■ WHAT NEEDS TO BE DONE: Every entry below must be repeated exactly; skip the pictures.
+++ PROVIDED DATA +++
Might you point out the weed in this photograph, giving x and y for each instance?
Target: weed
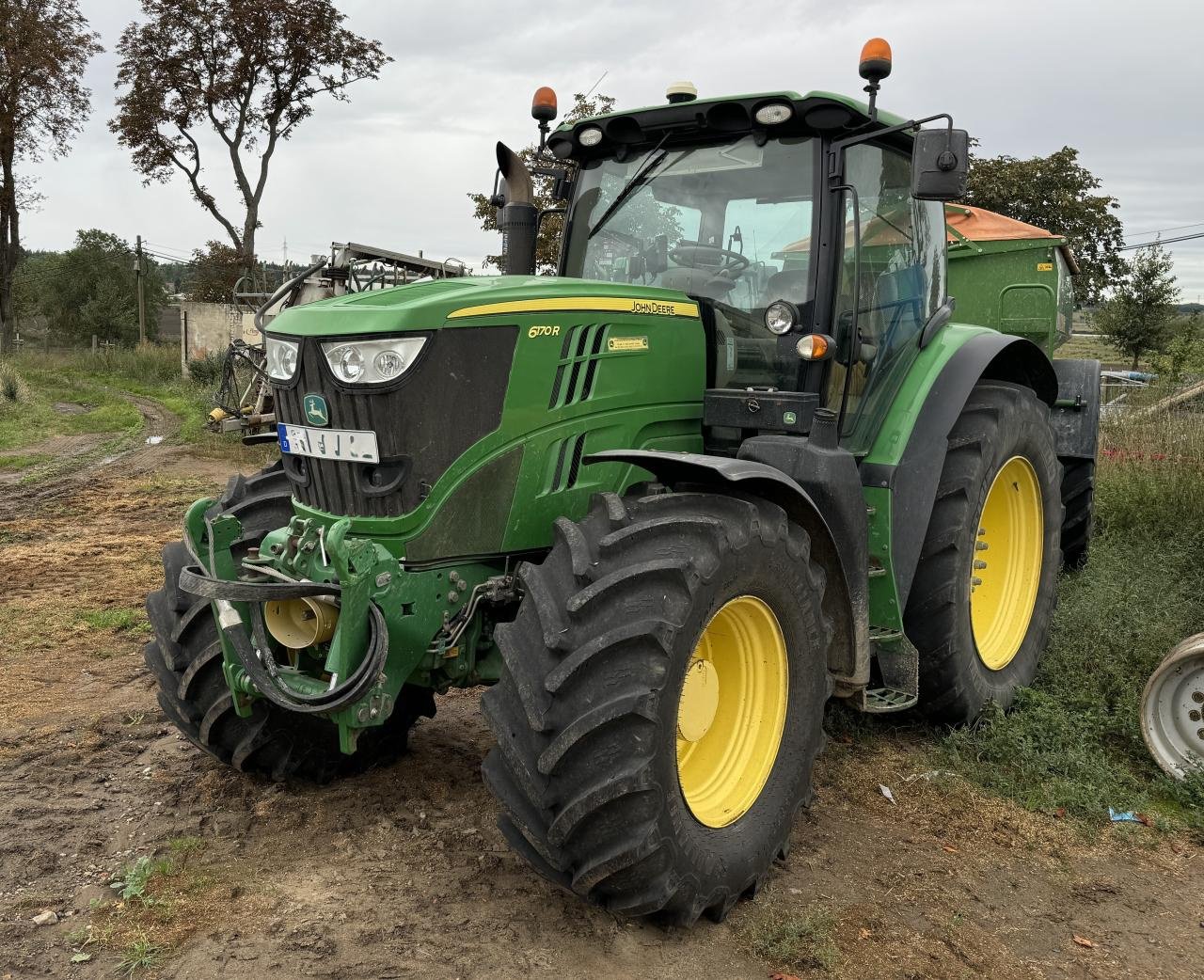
(135, 879)
(141, 955)
(182, 847)
(795, 940)
(207, 371)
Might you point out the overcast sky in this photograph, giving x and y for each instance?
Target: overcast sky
(1115, 78)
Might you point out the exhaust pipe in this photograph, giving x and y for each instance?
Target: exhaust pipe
(518, 217)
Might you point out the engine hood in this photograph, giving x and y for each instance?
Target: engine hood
(471, 301)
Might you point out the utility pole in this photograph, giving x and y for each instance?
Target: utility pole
(142, 304)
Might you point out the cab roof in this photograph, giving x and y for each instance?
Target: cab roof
(727, 116)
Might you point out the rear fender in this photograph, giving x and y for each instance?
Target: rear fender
(914, 480)
(846, 600)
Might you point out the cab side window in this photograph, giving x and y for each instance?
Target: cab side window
(899, 286)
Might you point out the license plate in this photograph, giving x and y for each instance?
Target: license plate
(329, 443)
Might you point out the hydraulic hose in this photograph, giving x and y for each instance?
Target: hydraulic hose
(284, 289)
(257, 657)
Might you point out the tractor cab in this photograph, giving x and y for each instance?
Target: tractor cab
(800, 224)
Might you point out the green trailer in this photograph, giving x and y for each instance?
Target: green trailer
(740, 455)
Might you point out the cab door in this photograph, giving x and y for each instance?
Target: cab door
(897, 284)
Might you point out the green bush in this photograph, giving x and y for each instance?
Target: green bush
(12, 387)
(1074, 739)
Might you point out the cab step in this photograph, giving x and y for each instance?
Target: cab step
(885, 700)
(898, 673)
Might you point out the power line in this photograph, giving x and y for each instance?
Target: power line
(1162, 241)
(1160, 230)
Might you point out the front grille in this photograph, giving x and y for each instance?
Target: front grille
(450, 400)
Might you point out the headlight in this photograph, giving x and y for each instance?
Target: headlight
(773, 113)
(781, 317)
(372, 361)
(282, 359)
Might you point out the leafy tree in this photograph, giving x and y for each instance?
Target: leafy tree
(249, 70)
(547, 250)
(215, 271)
(1056, 193)
(91, 288)
(1183, 354)
(45, 47)
(1139, 316)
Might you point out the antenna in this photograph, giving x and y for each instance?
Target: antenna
(598, 82)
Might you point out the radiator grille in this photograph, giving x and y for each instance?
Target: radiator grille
(450, 400)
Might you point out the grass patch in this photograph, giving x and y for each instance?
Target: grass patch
(119, 620)
(141, 955)
(22, 461)
(792, 940)
(162, 901)
(1073, 740)
(99, 383)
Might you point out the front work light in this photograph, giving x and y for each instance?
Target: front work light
(282, 359)
(372, 361)
(781, 317)
(774, 113)
(816, 347)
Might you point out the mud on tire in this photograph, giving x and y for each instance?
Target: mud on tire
(185, 660)
(585, 712)
(1000, 420)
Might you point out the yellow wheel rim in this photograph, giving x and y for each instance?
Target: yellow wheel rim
(732, 712)
(1006, 565)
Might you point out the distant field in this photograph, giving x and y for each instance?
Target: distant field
(1097, 348)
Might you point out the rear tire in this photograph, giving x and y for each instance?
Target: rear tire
(1079, 503)
(185, 660)
(587, 712)
(1000, 422)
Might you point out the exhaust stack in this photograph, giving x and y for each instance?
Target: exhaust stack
(516, 218)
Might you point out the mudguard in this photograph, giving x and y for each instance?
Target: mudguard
(847, 603)
(1076, 412)
(912, 482)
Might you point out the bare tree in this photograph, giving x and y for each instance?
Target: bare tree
(249, 70)
(45, 47)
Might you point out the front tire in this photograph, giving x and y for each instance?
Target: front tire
(984, 593)
(185, 660)
(622, 772)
+++
■ RESPONSE:
Might you point out the weed in this photograph, giving x and y for each instance?
Target: weed
(135, 879)
(141, 955)
(182, 847)
(795, 940)
(207, 371)
Might you point out the overcast sky in this photograph, giving x and y for each instance?
Target: overcast sky
(1115, 78)
Might you point out the exhaust pipe in this photograph, giving x and y for each instance?
Target: exhaust pipe
(518, 217)
Might you point out the engine hood in this photograph, giving x and y for each instance?
Target: engine hood
(471, 301)
Might you point out the utility pole in this photograph, giving x and y for each instance?
Target: utility pole
(142, 304)
Might you point out the cab roof in this photograph, giving x and y for each instance?
Target: cab roof
(727, 116)
Might you point out the rear fender in this photograph, giving x and y for each instance?
Target: rear fender
(914, 480)
(846, 600)
Might you point out the cab side window in this photograph, giving x and y for each instance?
Target: cab side window
(899, 286)
Might you point out the license plate in this photograph, giving x and y for each instance?
Target: license plate
(329, 443)
Might you point out the hydraulic hose in this photograph, giving x and y for each instance?
Target: hydraulic hose
(284, 289)
(257, 657)
Might you point out the tractor cab in this photograph, giving x and y for each instance?
Target: tractor cab
(800, 224)
Might you point out the green trailer in this photograph, giving x and y for each instance?
Target: green trailer
(740, 455)
Might you point out the cab door in this photograph, giving x and y for each instance?
Target: cab door
(897, 284)
Might you point out the green bush in this photograph, giving x and y for each instance?
Target: green bush
(12, 387)
(1074, 739)
Might you point out the cab step in this photograph, giving x and y for each instance?
Target: cab step
(885, 700)
(898, 673)
Might you point out the power line in this photograph, giving x and y for each instance?
Target: power line
(1162, 241)
(1160, 230)
Might you point out the front grille in this photograph, giving x and y for each instance?
Target: front grille
(450, 400)
Might you point out the headlight in this photograph, giving x and y for each instance?
Target: headlight
(773, 113)
(781, 317)
(372, 361)
(282, 359)
Might you point out the leafy tree in this photograph, giving x and y for each instance?
Target: leafy tree
(249, 70)
(547, 250)
(215, 271)
(1056, 193)
(91, 288)
(1183, 354)
(45, 47)
(1139, 316)
Might you point out the antenna in this photograph, giving x and y for each instance?
Target: antenna
(598, 82)
Might you point out the radiator grille in this photograph, giving x and y for each instance?
Target: radiator grille
(450, 400)
Might you point out the grass patch in this photograph, giving x and y for each instance?
Target: grass patch
(119, 620)
(141, 955)
(22, 461)
(792, 940)
(162, 901)
(1073, 740)
(99, 383)
Might you point out the front work light in this photograph, giving x and y for each instance?
Target: front work light
(282, 359)
(372, 361)
(781, 317)
(774, 113)
(816, 347)
Might you point out the mud on tire in this photograph, giving x and y for each instance?
Target: mud on tire
(185, 660)
(585, 712)
(1000, 420)
Might you point out the yellow wheel rim in this photograph, giving x and y for each instance?
Target: yellow wheel rim
(732, 712)
(1006, 565)
Might you point out the distant field in this photograph, giving x and y for each instance?
Target: distant field
(1097, 348)
Might you point out the rear tire in this photograph, giving x and y for each instance?
Target: rear tire
(1079, 503)
(185, 660)
(587, 712)
(1000, 422)
Might you point out the exhaust stack in this photograph, giving x and y for each instance?
Target: exhaust stack
(516, 218)
Might you point out the mudguard in this photograph, giving x and y for each instance?
Target: mudguard
(847, 603)
(1076, 412)
(912, 482)
Might you point out the bare tree in this photograph, giving x and y for each instance?
Target: bare tree
(249, 70)
(45, 47)
Might you point out the front tire in this photograph, giving x and y for each instance?
Target: front tire
(984, 593)
(185, 660)
(622, 772)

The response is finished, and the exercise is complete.